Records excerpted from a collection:

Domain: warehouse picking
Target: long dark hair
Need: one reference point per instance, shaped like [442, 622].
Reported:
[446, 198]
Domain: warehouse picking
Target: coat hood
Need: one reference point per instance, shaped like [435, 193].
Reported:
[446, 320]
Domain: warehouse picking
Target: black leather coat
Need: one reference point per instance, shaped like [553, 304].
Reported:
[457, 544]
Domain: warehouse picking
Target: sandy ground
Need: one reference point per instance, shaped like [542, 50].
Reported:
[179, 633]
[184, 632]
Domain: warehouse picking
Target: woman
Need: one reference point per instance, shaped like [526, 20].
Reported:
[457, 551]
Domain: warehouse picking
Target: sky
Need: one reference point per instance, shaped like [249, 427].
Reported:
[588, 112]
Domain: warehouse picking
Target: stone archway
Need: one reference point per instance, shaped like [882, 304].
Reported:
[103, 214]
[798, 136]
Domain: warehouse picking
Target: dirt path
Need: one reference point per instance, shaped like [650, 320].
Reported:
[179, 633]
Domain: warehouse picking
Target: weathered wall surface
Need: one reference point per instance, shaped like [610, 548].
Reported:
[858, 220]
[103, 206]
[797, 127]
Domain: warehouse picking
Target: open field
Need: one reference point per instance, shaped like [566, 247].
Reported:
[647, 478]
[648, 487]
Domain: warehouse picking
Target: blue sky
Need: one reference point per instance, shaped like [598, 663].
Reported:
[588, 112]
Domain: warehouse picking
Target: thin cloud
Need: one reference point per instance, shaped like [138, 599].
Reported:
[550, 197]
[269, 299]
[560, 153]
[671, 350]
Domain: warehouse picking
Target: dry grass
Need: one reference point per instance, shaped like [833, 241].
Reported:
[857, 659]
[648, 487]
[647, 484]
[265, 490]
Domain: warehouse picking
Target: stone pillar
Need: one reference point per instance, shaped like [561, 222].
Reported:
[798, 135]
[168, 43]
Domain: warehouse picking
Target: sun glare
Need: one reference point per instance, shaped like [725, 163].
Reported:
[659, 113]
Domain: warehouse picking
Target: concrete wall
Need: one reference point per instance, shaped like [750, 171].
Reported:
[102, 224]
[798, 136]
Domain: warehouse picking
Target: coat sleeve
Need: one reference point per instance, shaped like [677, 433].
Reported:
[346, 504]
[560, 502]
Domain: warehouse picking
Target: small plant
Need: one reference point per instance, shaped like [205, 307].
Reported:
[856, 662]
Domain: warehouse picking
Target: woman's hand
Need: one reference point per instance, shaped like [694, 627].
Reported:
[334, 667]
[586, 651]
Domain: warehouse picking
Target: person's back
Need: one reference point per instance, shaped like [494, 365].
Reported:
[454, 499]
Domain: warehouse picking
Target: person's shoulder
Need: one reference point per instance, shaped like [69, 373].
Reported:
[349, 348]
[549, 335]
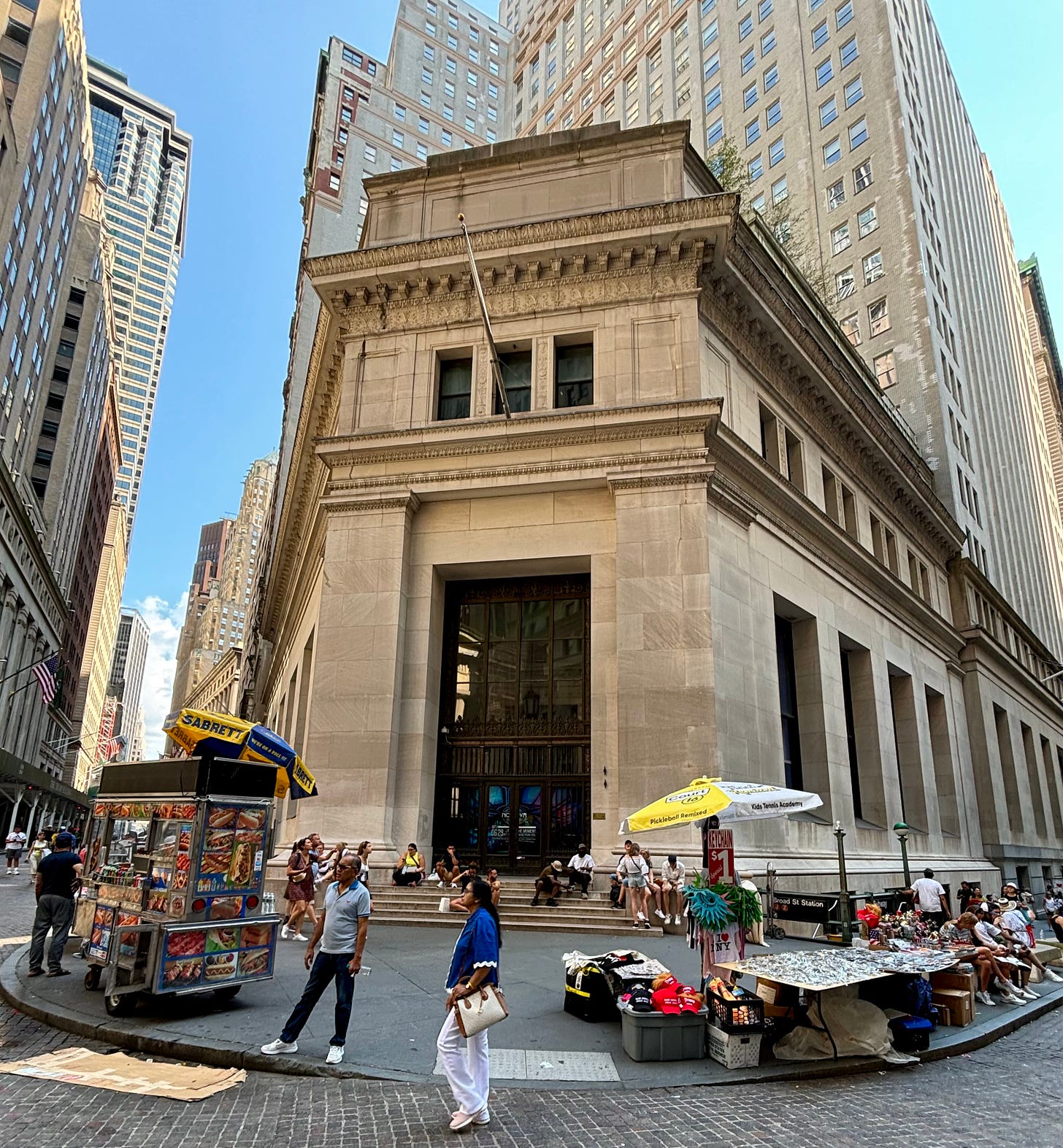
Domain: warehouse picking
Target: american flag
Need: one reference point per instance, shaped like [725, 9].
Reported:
[45, 673]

Instruction:
Repeat the data exactly, excluding the pictures.

Solution:
Domain: warehouse picking
Target: long dark hair
Need: one reference point per instance, shaped like [442, 622].
Reported:
[446, 198]
Domain: warehouse picking
Target: coat hood
Need: one reference point per instance, shaped like [435, 193].
Reported:
[446, 320]
Domain: warehouse picking
Target: black leather coat
Need: one reference point per instance, shaped like [553, 304].
Reported:
[457, 544]
Domain: warehouse picking
Target: sandy ground
Need: one reference point per instance, shaped like [542, 50].
Reported:
[179, 633]
[184, 632]
Domain: warehouse picking
Target: woman
Need: one reference point per instance, shaped like [526, 20].
Reported:
[457, 551]
Domain: warehouse picking
Target: sky
Need: one reference point per instance, shaped like [249, 427].
Reported:
[588, 112]
Domain: warehouse picking
Target: stone archway
Need: one reference point per instance, shaped like [882, 304].
Reported:
[103, 214]
[798, 136]
Domain: warehouse picking
Target: dirt path
Need: one reference point per instance, shaped like [650, 320].
Reported:
[179, 633]
Domain: warehouse picking
Target: weathered wall surface
Need: one reference point per instance, shaped like [610, 548].
Reported:
[858, 220]
[103, 206]
[797, 127]
Domain: warehouse picking
Target: open field
Need: one reference point per instance, shaped like [566, 247].
Reported:
[647, 478]
[648, 487]
Domain: warehouse picking
Target: blue sky
Need: one reference point per instance, shaped like [598, 663].
Reported:
[588, 112]
Domain: warehouse picking
Target: thin cloud
Need: one reference point per instance, shaped like [138, 599].
Reported:
[550, 197]
[269, 299]
[560, 153]
[671, 350]
Domain: warehouse picking
Target: dry grass
Need: one reference point per instance, shaped like [833, 241].
Reported:
[857, 659]
[648, 487]
[647, 484]
[265, 490]
Domain: warehouse picking
Target: stone pillar
Need: one reference point per instance, shaped like [561, 222].
Reported:
[798, 135]
[168, 43]
Domain: warehouse picking
Target: sun glare
Need: one reference point per instance, shaped like [725, 163].
Reported:
[659, 113]
Domain: warehouse picking
Target: concrete wall
Need: one reference point per instance, shaped like [750, 171].
Reported:
[102, 224]
[798, 136]
Domain: warehouse picking
Target: coat sleeve
Need: one reference point per instance, shaped like [677, 433].
Reported:
[346, 504]
[560, 502]
Domain: warehouse picking
Target: small plant
Need: one reference point per instance, shaped like [205, 307].
Reported:
[856, 662]
Domain: warehouse picking
Target: woman's hand
Need: one reference point per instance, shaped like [694, 627].
Reported:
[334, 667]
[586, 651]
Domain: warehouse picking
Target: person's back
Need: one reference point per instance, shaped like [494, 365].
Reported:
[454, 499]
Domain: warehouse picking
Target: person's shoulder
Need: one reference point per instance, shaped like [69, 373].
Reported:
[349, 348]
[549, 335]
Domain: warehouse picking
Target: american flag
Need: one reference point per instance, shaped like [725, 9].
Reported:
[45, 673]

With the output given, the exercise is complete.